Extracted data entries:
## Start

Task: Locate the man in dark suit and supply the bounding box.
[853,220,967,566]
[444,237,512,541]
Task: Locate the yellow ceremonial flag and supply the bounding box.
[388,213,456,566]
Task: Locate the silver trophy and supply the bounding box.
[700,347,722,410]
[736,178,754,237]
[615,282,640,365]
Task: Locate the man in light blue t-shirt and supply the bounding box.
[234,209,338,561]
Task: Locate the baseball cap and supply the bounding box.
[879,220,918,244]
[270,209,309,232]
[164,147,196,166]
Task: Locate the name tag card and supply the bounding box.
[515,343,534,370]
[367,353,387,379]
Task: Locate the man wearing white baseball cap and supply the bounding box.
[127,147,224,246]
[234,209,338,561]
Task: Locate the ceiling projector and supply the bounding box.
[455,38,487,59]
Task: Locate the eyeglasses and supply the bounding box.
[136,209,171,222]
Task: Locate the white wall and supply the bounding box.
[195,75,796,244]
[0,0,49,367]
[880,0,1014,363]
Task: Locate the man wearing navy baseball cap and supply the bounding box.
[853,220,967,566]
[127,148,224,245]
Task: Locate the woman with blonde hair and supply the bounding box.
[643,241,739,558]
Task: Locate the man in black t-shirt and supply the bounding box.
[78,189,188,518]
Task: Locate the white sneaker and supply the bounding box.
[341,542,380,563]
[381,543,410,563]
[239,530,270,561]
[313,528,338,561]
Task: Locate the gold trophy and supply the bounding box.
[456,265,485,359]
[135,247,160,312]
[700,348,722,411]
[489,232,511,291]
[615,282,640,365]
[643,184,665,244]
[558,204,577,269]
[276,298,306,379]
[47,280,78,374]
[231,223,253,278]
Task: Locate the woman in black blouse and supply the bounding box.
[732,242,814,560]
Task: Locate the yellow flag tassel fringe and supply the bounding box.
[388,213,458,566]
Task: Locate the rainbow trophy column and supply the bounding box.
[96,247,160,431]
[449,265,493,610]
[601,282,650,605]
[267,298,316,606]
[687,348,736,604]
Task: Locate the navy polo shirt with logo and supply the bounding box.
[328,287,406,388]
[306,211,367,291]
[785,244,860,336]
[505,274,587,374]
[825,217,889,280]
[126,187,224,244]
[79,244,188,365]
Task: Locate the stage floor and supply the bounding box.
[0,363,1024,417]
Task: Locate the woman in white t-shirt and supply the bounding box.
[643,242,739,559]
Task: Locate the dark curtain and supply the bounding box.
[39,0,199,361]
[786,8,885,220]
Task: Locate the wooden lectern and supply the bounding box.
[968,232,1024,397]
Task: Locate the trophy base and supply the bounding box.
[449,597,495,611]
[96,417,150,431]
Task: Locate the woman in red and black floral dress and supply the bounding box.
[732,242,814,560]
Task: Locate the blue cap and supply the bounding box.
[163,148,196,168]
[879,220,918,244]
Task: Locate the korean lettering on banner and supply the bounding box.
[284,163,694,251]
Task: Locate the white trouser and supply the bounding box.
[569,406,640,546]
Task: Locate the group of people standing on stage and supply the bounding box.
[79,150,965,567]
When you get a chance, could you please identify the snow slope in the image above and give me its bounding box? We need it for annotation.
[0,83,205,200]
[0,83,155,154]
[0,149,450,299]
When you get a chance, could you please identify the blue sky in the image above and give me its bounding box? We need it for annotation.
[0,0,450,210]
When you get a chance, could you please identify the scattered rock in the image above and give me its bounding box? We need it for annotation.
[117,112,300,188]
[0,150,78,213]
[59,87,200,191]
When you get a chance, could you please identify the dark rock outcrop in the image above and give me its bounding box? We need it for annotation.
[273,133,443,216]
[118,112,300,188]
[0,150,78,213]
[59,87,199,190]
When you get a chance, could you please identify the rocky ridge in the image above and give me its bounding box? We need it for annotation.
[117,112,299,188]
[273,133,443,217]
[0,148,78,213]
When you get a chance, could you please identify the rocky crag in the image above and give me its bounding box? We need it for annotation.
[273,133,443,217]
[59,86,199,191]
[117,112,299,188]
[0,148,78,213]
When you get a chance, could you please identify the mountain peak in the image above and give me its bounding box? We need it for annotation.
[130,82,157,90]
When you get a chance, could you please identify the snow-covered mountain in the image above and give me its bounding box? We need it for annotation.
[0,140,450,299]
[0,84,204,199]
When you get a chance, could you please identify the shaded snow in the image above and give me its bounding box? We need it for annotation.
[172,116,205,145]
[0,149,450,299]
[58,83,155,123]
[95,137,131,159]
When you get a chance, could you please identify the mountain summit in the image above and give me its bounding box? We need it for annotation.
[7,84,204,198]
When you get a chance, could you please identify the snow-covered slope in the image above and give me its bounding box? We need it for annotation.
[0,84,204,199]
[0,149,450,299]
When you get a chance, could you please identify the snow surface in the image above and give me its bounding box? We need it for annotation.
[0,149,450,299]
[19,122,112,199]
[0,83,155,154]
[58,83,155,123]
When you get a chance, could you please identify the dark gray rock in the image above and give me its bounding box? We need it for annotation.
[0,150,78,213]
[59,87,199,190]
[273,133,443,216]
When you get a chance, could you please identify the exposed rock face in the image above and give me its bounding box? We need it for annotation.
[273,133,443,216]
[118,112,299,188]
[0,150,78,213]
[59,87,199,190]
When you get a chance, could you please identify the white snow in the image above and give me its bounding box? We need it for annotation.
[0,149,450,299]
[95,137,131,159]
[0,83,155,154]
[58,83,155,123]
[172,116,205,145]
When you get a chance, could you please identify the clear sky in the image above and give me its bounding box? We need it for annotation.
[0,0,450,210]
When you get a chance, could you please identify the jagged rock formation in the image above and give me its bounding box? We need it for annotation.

## End

• WRITTEN TASK: Could you quote every one of the items above word for word?

• EXERCISE RESULT:
Task: Locate the man in dark suit and supply the bounding box.
[853,220,967,566]
[444,237,512,541]
Task: Locate the yellow ceremonial flag and supply the bounding box.
[388,213,456,566]
Task: Locate the silver trophy and supply the bounding box.
[700,347,722,410]
[736,178,754,237]
[615,282,640,365]
Task: Locate the man in light blue t-shirt and supply the bounding box.
[234,209,338,561]
Task: Locate the baseball cap and supply the bounding box.
[879,220,918,244]
[270,209,309,232]
[164,147,196,166]
Task: Locate the name tag card and supply the bounding box.
[515,343,534,370]
[367,353,387,379]
Task: Locate the man wearing white baseball cap and supply the bounding box.
[127,147,224,246]
[234,209,338,561]
Task: Locate the ceiling projector and supply the bounding box.
[455,38,487,59]
Task: Locate the eyeglasses and supply the bounding box.
[136,209,171,222]
Task: Locate the white wall and supply the bounding box.
[195,75,796,244]
[0,0,49,367]
[880,0,1014,363]
Task: Locate the man wearing navy baseball cap and supply the bounding box.
[853,220,967,566]
[127,148,224,245]
Task: Locate the woman with blonde hair and supply the bounding box.
[643,241,739,558]
Task: Locate the man in black t-shirt and supply the bounding box.
[78,189,188,518]
Task: Locate the white sneaker and supply the bounding box.
[341,542,380,563]
[381,543,410,563]
[239,530,270,561]
[313,528,338,561]
Task: Locate the gold trophy and supply the bounding box.
[456,265,485,359]
[135,247,160,312]
[700,348,722,411]
[489,232,511,291]
[615,282,640,365]
[643,184,665,244]
[558,204,577,269]
[276,298,306,379]
[47,280,78,374]
[231,223,253,278]
Task: Locate the woman in black blouse and supply the bounding box.
[732,242,814,560]
Task: Locate the yellow flag tassel fringe and supply the bounding box.
[388,213,458,566]
Task: Locate the rainbow trophy column and supply the bounding box.
[96,247,160,431]
[449,265,493,610]
[601,282,650,605]
[267,298,316,606]
[687,348,736,604]
Task: Locate the navy polo shirt with logo and supply the bounding box.
[328,287,406,388]
[306,211,367,291]
[785,244,860,336]
[505,274,587,374]
[825,217,889,280]
[126,187,224,244]
[79,244,188,365]
Task: Locate the stage floor and supply the bounding box.
[0,363,1024,417]
Task: Locate the woman in white t-shirt and supply the bounding box.
[643,242,739,559]
Task: Locate the dark curtain and supply the bounding box.
[39,0,199,361]
[786,8,885,220]
Task: Locate the wooden lectern and supply the bounding box.
[968,232,1024,397]
Task: Locate the trophy base and supply the bounding box.
[449,597,495,611]
[96,417,150,431]
Task: Locate the woman in red and black floral dress and supply the bounding box.
[732,242,814,560]
Task: Locate the blue cap and supply the bounding box.
[163,148,196,168]
[879,220,918,244]
Task: Locate the korean lettering on banner and supply the bounding box.
[284,163,694,251]
Task: Locate the white trouser and supply the bounding box.
[569,406,640,546]
Task: Locate the group of people standing on stage and supply the bounding box.
[79,150,965,567]
When you get a chance, could you please identify the snow slope in the image above and give me its bounding box? We need it for annotation.
[0,83,205,200]
[0,83,155,154]
[0,149,450,299]
When you get a chance, could you please identify the blue sky in the image above and give me its bounding box? We need it for annotation.
[0,0,450,210]
When you get a chance, could you please identify the scattered rock in the image above and give me its bounding box? We need it for annotation.
[117,112,300,188]
[0,150,78,213]
[59,87,200,191]
When you get a chance, could you please identify the dark rock outcrop in the image above and give me its bounding box? We need it for annotation.
[273,133,443,216]
[118,112,300,188]
[0,150,78,213]
[59,87,199,190]
When you get a chance, could you please identify the rocky ridge in the image above and give me its bounding box? We need it for annotation.
[117,112,299,188]
[273,133,443,217]
[0,148,78,213]
When you get a chance, could you please identify the rocky crag in the image above and give me its bounding box? We need it for annotation.
[273,133,443,217]
[59,86,199,191]
[117,112,299,188]
[0,148,78,213]
When you get a chance, could you please identify the mountain peak in the image above and give me its bounding box? We need it for annotation.
[130,82,157,90]
When you get a chance, could you please identify the snow-covered mountain in the image above and give me its bounding box? We need it for annotation.
[0,140,450,299]
[0,84,204,199]
When you get a chance, could you please identify the shaded snow in the image above and give me its bounding box? We need it for annotation.
[172,116,205,145]
[0,149,450,299]
[58,83,155,123]
[95,137,131,159]
When you get a chance, could you please identify the mountain summit in the image above and give me its bounding box? We need it for annotation.
[7,84,204,198]
When you get a chance, could you please identify the snow-covered slope in the image above and give me its bounding box? We need it for annotation.
[0,84,204,199]
[0,149,450,299]
When you get a chance, could you please identify the snow surface in the image above and give me its bounding box? We need it for annotation.
[0,149,450,299]
[19,122,112,199]
[0,83,155,154]
[58,83,155,123]
When you get a chance, could you please identify the dark gray rock in the image above and give me its bounding box? We need it for annotation.
[0,150,78,213]
[59,87,199,190]
[273,133,443,216]
When you get a chance, could you please identify the exposed rock face in the image above and give me its bounding box? We need it for annotation.
[273,133,443,216]
[118,112,299,188]
[0,150,78,213]
[59,87,199,190]
When you get a chance, could you please identify the white snow in the image above and give me its bounding box? We need it for annotation.
[0,149,450,299]
[95,137,131,159]
[0,83,155,154]
[58,83,155,123]
[172,116,205,145]
When you get a chance, could you please identify the clear sky in the image above and give me its bounding box? We need it for annotation.
[0,0,450,210]
When you get a chance, could you please identify the jagged rock formation in the image above and give me its bounding box? We need it for annotation.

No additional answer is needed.